Material supplied
=== Begin Enclosure ===

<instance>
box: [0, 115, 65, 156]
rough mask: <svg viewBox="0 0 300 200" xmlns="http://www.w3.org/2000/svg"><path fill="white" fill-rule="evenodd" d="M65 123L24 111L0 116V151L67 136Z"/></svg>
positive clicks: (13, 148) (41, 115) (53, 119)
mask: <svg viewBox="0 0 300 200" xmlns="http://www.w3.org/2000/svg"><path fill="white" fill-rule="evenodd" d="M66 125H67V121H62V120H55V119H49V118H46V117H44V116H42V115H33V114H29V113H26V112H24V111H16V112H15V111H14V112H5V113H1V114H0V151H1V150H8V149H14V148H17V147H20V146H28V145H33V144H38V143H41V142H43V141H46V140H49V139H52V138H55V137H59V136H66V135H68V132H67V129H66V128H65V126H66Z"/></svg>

=== End Enclosure ===

What the exercise asks
Copy every line of the rows above word for word, without changing anything.

Your response
<instance>
box: [0, 115, 65, 156]
rough mask: <svg viewBox="0 0 300 200" xmlns="http://www.w3.org/2000/svg"><path fill="white" fill-rule="evenodd" d="M65 123L24 111L0 116V151L67 136Z"/></svg>
positive clicks: (13, 148) (41, 115) (53, 119)
mask: <svg viewBox="0 0 300 200" xmlns="http://www.w3.org/2000/svg"><path fill="white" fill-rule="evenodd" d="M66 125H67V121H62V120H55V119H49V118H46V117H44V116H42V115H33V114H29V113H26V112H24V111H16V112H15V111H14V112H5V113H1V114H0V151H1V150H8V149H14V148H17V147H20V146H28V145H33V144H38V143H41V142H43V141H46V140H49V139H52V138H55V137H59V136H66V135H68V132H67V129H66V128H65V126H66Z"/></svg>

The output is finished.